:: Required work ::
Switch "if you would be so kind" to "when you are ready" everywhere it appears in the records below, changing nothing else.

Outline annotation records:
= = = =

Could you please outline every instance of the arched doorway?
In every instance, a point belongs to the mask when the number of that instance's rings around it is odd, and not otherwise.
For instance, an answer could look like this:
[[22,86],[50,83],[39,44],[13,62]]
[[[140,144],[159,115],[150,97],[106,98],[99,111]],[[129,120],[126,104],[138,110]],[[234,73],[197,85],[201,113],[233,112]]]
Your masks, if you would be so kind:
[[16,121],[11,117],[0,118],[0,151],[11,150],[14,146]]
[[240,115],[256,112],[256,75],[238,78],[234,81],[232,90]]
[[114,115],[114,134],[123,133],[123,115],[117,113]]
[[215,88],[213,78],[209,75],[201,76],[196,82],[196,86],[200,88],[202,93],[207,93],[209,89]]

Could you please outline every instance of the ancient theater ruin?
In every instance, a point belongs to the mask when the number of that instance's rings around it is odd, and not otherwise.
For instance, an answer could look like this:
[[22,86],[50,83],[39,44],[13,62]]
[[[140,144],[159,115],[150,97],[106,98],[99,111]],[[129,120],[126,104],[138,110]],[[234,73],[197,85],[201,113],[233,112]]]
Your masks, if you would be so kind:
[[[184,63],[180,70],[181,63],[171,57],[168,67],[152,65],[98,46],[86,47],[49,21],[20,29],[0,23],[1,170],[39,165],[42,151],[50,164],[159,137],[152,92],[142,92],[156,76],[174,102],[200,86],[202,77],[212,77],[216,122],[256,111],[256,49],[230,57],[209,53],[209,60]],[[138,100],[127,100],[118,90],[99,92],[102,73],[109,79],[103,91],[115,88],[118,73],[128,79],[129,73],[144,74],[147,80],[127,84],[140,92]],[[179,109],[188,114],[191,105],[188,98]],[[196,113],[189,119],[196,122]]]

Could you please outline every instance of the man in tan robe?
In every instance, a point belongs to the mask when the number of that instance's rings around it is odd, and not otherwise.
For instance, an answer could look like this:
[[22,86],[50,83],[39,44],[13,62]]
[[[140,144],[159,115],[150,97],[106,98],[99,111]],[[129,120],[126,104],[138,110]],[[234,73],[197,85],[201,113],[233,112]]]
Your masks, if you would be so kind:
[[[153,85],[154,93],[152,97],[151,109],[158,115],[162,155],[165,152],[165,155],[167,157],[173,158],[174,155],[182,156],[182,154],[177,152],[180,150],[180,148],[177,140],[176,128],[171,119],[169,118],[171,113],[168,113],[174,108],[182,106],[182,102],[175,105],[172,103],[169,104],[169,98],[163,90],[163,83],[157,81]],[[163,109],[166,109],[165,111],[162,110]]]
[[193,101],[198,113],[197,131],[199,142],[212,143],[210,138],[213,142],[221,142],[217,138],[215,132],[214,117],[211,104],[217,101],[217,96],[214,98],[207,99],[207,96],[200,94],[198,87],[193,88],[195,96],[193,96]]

= = = =

:: Exercise response ::
Could you please outline every instance of the arched doorway?
In every instance, a point belongs to the mask when the number of that instance's rings around it is odd, and not otherwise.
For instance, an answer could look like this:
[[22,86],[50,83],[39,44],[13,62]]
[[[140,144],[159,115],[150,97],[106,98],[99,111]],[[129,120],[126,104],[138,110]],[[234,73],[197,85],[201,113],[233,112]]]
Your masks, when you are ready:
[[16,121],[11,117],[0,118],[0,151],[11,150],[14,146]]
[[240,115],[256,112],[256,75],[238,78],[234,81],[232,90]]
[[114,115],[114,134],[123,133],[123,115],[117,113]]
[[215,88],[213,78],[209,75],[201,76],[196,82],[196,86],[200,88],[202,93],[207,93],[209,89]]

Could you please outline every instance of the ancient theater ruin?
In every instance, a point belongs to the mask when the number of that instance's rings around it is odd, and not otherwise.
For instance, an answer could look like this:
[[22,86],[50,83],[39,44],[13,62]]
[[[140,144],[159,115],[150,97],[106,98],[99,111]],[[129,120],[126,104],[138,110]],[[234,73],[197,85],[201,113],[233,112]]]
Your masks, when you are ready:
[[[184,63],[180,70],[181,63],[171,57],[168,67],[152,65],[98,46],[86,47],[49,21],[20,29],[0,23],[1,170],[39,165],[42,151],[50,164],[159,137],[152,92],[142,92],[156,76],[174,102],[200,86],[202,77],[212,77],[216,122],[256,111],[256,49],[230,57],[209,53],[209,60]],[[138,100],[127,100],[118,90],[99,92],[102,73],[109,79],[103,91],[115,88],[118,73],[128,79],[129,73],[144,74],[147,80],[127,84],[140,92]],[[179,109],[188,114],[191,105],[188,98]],[[196,113],[189,119],[196,122]]]

Could you please outline every instance of the man in tan robe?
In every instance, a point belongs to the mask when the number of that instance's rings around it is odd, and not otherwise.
For instance, an answer could look like this:
[[22,86],[50,83],[39,44],[13,62]]
[[[140,144],[159,115],[150,97],[106,98],[99,111]],[[129,120],[126,104],[138,110]],[[234,73],[197,85],[201,113],[233,112]]]
Your masks, when you are ready:
[[[153,85],[154,93],[152,97],[151,109],[158,115],[162,155],[165,152],[165,155],[167,157],[173,158],[174,155],[182,156],[182,154],[177,152],[180,150],[180,148],[177,140],[176,128],[171,119],[169,118],[171,113],[168,113],[174,108],[182,106],[182,102],[175,105],[172,103],[169,104],[169,98],[163,90],[163,83],[157,81]],[[163,109],[166,109],[165,111],[162,110]]]
[[193,101],[198,113],[197,131],[199,142],[212,143],[210,138],[213,142],[221,142],[217,138],[215,132],[214,117],[211,104],[217,101],[217,96],[214,98],[207,99],[207,96],[200,94],[198,87],[193,88],[195,96],[193,96]]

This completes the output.